:: Stored data

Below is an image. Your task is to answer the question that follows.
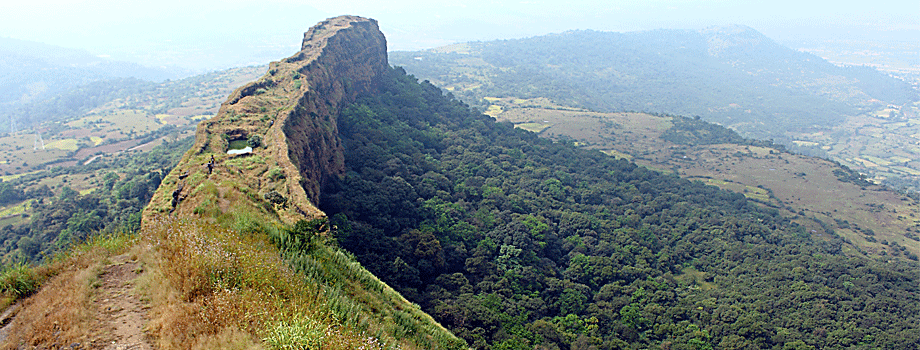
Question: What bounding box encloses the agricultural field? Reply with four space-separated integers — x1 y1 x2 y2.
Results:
0 110 183 175
485 97 920 259
0 133 71 171
784 102 920 189
0 65 263 176
0 65 263 252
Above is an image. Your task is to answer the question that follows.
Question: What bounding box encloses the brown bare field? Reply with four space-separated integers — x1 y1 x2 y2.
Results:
71 139 140 160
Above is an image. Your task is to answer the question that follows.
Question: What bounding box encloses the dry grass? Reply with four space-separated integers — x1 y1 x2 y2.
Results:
140 217 393 350
0 232 136 349
0 214 463 349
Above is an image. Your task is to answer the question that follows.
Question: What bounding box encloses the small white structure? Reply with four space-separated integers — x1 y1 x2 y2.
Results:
227 146 252 155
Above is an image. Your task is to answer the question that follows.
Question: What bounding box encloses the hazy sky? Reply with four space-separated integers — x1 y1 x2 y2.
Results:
2 0 917 72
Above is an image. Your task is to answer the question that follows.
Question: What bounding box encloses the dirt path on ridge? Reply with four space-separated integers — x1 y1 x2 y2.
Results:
94 253 153 350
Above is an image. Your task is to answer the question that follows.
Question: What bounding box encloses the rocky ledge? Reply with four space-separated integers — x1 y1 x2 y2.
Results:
144 15 388 224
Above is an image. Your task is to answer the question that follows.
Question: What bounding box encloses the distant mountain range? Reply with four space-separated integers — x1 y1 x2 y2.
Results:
0 37 191 122
391 25 918 139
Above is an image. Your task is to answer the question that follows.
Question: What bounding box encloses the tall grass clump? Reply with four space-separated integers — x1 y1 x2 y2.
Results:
0 262 41 307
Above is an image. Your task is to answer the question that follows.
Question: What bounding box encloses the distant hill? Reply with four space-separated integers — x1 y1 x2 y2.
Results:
0 37 190 125
390 25 917 139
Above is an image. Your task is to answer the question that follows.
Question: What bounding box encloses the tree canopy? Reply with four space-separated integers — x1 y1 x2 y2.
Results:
319 67 920 349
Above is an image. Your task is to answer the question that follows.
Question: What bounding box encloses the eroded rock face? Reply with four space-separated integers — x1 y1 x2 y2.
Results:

::::

Your assignment
Please repeat all of the data exactly as it stands, leaving the pictures out.

Task output
Below is an image. Your task is to answer the question that follows.
Question: What bounding box encloses the agricultural field? Reply with four space-separated integers — x1 y1 x2 y2.
Results:
0 110 183 175
485 97 920 259
0 133 71 171
784 102 920 189
0 65 263 176
0 65 263 252
Above is an image. Your task is to answer the question that follows.
Question: What bounding box encloses the brown bare field? Reply with four space-separated integers — x1 y1 x2 y2.
Results:
71 139 140 160
Above is an image. Your task is to answer the question that follows.
Question: What bounding box encloses the dry grass? Reply with four space-separated integers — x1 y1 x2 y2.
Results:
140 217 393 350
0 232 136 349
0 214 463 349
Above is an image. Your task is to answer the question that follows.
Question: What bounding box encloses the small white structure? Reply with four space-separated integers — x1 y1 x2 y2.
Results:
227 146 252 155
Above is an image. Your task is to answer the question that follows.
Question: What bounding box encloses the hazy sky? Reply with four space-separated integers — x1 y1 x2 y2.
Results:
2 0 917 72
Above is an image. Your task is to answer the question that follows.
Question: What bounding box encloses the dirt path on ridge? Reply with four space-separated integers — x1 y1 x2 y2.
Results:
94 253 153 350
Above is an image. Your task is to answer the question that follows.
Question: What bounding box encloses the rocky ledge? Reply with four space-separated integers — x1 y1 x2 y2.
Results:
144 15 388 224
Above is an image. Your task is to answer the question that follows.
Question: What bounding box encloses the distant mountain range? Reply with four space-separated integers — x1 y1 x2 y2.
Results:
0 37 191 122
391 25 918 139
Above is an image. Your task is to answer the question that follows.
Question: What bounding box encloses the tall grass clump? Reply with four space-separated integers — x1 y1 x2 y2.
Results:
0 262 41 307
Above is an image. Your task is to answer the question that follows.
Question: What bounding box encloses the distant hill? Reply with four space-separated integers — x1 y1 x2 y2.
Results:
0 37 190 125
390 25 917 139
Above is an image. Your task is to answer the question that follows.
Question: What bounding box encloses the tree canopy? Reply with four space-separated integers — x1 y1 x2 y2.
Results:
319 67 920 349
Above is an image. Your task is to answer the question that follows.
Question: What bounding box encloses the eroded rock face? Reply with four space-separated integers — x1 y1 x2 y2.
Results:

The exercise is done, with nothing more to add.